Le contre-ténor ukrainien Yuriy Mynenko campe un Tolomeo au comble de l’ignominie, en long pardessus brun, les cheveux avec une longue frange latérale, à la démesure du personnage.

Le baryton moldave Andrey Zhilikovsky fait des débuts salzbourgeois remarqués dans le rôle d’Achilla, qu’il interprète également pour la première fois avec les nuances très sombres d’une voix bien projetée.

Troisième contre-ténor, l’Américain Jake Ingbar chante Nireno, eunuque et confident de Cléopâtre. Le jeune chanteur Roberto Raso réussit un excellent Curio.

Le spectacle a reçu des applaudissements nourris qui se sont vite mués en standing ovation.

__________

Consigne
Recopiez mot pour mot l'intégralité du passage fourni ci-dessus, consacré aux chanteurs du spectacle.

Enregistrements du jeu de données de pointage
__________

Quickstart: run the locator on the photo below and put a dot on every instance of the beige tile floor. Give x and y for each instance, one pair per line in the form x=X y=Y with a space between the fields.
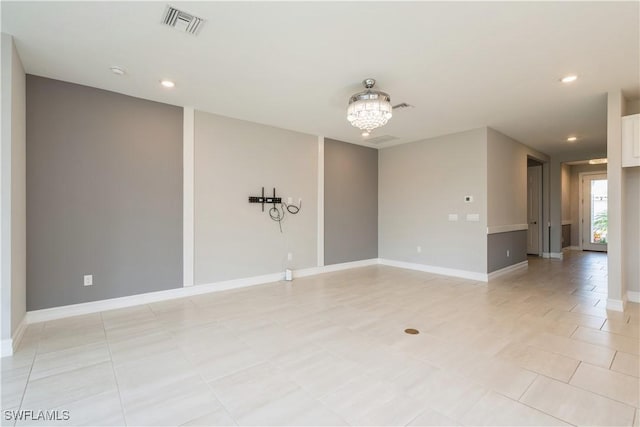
x=536 y=347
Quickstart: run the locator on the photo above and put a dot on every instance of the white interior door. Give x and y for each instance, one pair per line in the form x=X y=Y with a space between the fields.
x=594 y=212
x=534 y=209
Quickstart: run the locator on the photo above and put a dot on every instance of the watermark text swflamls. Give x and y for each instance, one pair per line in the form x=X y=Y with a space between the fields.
x=31 y=415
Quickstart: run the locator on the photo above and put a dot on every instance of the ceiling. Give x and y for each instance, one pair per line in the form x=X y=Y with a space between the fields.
x=463 y=65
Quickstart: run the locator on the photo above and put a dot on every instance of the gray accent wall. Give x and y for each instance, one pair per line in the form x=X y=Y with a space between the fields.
x=420 y=184
x=234 y=159
x=499 y=243
x=350 y=202
x=104 y=194
x=12 y=200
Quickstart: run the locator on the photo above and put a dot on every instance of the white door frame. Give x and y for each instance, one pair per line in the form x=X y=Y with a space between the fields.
x=540 y=208
x=581 y=175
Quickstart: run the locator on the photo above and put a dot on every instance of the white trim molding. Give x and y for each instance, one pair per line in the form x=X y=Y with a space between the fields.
x=464 y=274
x=122 y=302
x=615 y=304
x=494 y=229
x=320 y=237
x=335 y=267
x=508 y=269
x=9 y=346
x=188 y=199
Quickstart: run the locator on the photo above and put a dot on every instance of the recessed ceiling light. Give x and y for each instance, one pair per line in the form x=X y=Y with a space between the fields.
x=118 y=70
x=597 y=161
x=167 y=83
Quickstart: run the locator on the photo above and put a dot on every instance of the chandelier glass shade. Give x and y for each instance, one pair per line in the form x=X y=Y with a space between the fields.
x=369 y=109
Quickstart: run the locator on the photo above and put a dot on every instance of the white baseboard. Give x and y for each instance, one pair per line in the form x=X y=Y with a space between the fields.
x=554 y=255
x=6 y=347
x=335 y=267
x=464 y=274
x=509 y=269
x=47 y=314
x=615 y=304
x=10 y=345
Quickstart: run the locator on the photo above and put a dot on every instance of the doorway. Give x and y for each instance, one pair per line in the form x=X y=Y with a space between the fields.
x=534 y=207
x=593 y=211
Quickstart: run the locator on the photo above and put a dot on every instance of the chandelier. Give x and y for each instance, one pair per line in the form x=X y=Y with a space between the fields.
x=369 y=109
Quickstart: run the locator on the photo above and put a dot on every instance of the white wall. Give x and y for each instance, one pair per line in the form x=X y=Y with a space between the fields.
x=12 y=182
x=233 y=160
x=507 y=179
x=631 y=228
x=615 y=236
x=419 y=185
x=565 y=182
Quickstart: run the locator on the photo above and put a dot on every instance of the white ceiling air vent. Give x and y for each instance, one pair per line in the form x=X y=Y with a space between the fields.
x=382 y=138
x=182 y=21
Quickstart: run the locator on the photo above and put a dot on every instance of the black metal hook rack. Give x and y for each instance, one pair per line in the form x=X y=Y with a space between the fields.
x=268 y=200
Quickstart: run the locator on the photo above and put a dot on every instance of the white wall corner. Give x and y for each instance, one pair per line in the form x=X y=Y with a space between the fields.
x=320 y=237
x=633 y=296
x=615 y=304
x=188 y=187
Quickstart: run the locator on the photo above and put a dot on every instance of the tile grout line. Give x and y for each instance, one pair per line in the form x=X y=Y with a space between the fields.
x=613 y=359
x=208 y=383
x=574 y=372
x=113 y=369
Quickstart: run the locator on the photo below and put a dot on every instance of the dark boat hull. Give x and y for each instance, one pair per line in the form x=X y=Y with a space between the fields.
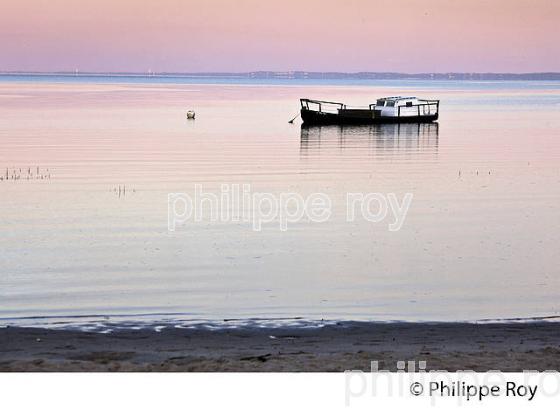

__________

Résultat attendu
Le contre-ténor ukrainien Yuriy Mynenko campe un Tolomeo au comble de l’ignominie, en long pardessus brun, les cheveux avec une longue frange latérale, à la démesure du personnage.

Le baryton moldave Andrey Zhilikovsky fait des débuts salzbourgeois remarqués dans le rôle d’Achilla, qu’il interprète également pour la première fois avec les nuances très sombres d’une voix bien projetée.

Troisième contre-ténor, l’Américain Jake Ingbar chante Nireno, eunuque et confident de Cléopâtre. Le jeune chanteur Roberto Raso réussit un excellent Curio.

Le spectacle a reçu des applaudissements nourris qui se sont vite mués en standing ovation.